— start of Article —
As part of the American 4th July Celebrations, Disney Plus has released a film of Hamilton, made in 2016, which features the original Broadway Cast, which it is streaming in Australia from 3rd to 7th July, and which, thanks to the American Embassy in Canberra, I was invited to view.
Deliberately ambiguous, with a cast of non-white actors portraying America’s founding fathers and other historical figures, brilliantly designed costumes that suggest historical accuracy without actually being so, and scenery on revolving stages constantly materialising on the brilliantly lit stage, Hamilton tells the story of founding father, Alexander Hamilton, by detailing major events in his life through a fusion hip-hop, soul, R & B, and conventional show tunes.
The concept and execution of the show is breathtaking. Its sheer pace and complexity is both exhausting and exhilarating. Your eyes are continually tantalised by swirling figures, magnificent costumes and striking lighting effects, while your ears strain to capture every syllable of the brilliant dialogue, delivered at break-neck speed, by the ever-changing milieu of characters, appearing, and then disappearing as seamlessly as they arrived.
— end of Article —
— start of Data provided —
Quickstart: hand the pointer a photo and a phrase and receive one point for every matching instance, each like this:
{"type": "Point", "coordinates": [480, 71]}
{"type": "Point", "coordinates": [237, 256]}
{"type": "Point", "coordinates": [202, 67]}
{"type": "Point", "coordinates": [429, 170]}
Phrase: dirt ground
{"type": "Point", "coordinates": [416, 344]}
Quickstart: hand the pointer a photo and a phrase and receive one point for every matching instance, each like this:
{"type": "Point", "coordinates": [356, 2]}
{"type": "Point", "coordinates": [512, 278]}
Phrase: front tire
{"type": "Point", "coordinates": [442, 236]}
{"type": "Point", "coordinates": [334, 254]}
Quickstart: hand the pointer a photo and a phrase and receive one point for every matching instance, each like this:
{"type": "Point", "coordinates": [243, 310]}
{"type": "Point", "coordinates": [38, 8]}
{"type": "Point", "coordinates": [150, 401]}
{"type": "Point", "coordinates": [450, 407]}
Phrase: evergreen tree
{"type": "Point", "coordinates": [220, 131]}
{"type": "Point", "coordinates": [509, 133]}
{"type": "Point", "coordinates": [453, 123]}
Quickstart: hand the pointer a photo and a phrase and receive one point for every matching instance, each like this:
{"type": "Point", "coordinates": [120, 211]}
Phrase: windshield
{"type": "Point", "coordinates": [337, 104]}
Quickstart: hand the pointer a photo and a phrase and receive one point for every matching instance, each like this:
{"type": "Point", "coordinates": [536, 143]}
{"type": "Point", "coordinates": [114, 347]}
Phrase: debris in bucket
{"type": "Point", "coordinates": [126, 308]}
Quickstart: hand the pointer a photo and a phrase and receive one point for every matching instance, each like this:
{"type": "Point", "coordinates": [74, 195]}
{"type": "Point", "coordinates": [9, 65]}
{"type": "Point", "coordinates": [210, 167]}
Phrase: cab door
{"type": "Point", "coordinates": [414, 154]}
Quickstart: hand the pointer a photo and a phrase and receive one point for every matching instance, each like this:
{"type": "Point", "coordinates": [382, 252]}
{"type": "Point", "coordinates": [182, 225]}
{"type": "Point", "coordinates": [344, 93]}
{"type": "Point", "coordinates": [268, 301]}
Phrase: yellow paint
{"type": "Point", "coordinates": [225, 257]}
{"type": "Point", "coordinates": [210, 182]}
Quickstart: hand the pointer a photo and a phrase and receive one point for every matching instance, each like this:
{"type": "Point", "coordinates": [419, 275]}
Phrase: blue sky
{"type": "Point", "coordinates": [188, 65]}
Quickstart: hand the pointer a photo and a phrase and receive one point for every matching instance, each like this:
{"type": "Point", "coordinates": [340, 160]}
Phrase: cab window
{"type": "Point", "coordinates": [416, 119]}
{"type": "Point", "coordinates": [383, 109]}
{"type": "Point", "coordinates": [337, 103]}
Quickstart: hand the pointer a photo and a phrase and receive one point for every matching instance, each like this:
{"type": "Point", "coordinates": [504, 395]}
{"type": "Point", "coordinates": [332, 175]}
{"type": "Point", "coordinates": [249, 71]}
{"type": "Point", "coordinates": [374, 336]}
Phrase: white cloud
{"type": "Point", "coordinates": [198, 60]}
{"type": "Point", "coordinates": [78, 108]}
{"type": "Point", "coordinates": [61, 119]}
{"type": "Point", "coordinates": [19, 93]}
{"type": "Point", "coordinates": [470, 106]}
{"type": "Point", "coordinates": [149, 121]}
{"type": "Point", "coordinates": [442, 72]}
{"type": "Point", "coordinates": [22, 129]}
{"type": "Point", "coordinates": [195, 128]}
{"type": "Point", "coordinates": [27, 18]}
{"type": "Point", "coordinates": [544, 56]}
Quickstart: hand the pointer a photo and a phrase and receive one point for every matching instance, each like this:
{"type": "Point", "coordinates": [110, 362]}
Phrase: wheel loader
— end of Data provided —
Challenge: Copy out the entire Hamilton review from the top of the page, word for word.

Exercise answer:
As part of the American 4th July Celebrations, Disney Plus has released a film of Hamilton, made in 2016, which features the original Broadway Cast, which it is streaming in Australia from 3rd to 7th July, and which, thanks to the American Embassy in Canberra, I was invited to view.
Deliberately ambiguous, with a cast of non-white actors portraying America’s founding fathers and other historical figures, brilliantly designed costumes that suggest historical accuracy without actually being so, and scenery on revolving stages constantly materialising on the brilliantly lit stage, Hamilton tells the story of founding father, Alexander Hamilton, by detailing major events in his life through a fusion hip-hop, soul, R & B, and conventional show tunes.
The concept and execution of the show is breathtaking. Its sheer pace and complexity is both exhausting and exhilarating. Your eyes are continually tantalised by swirling figures, magnificent costumes and striking lighting effects, while your ears strain to capture every syllable of the brilliant dialogue, delivered at break-neck speed, by the ever-changing milieu of characters, appearing, and then disappearing as seamlessly as they arrived.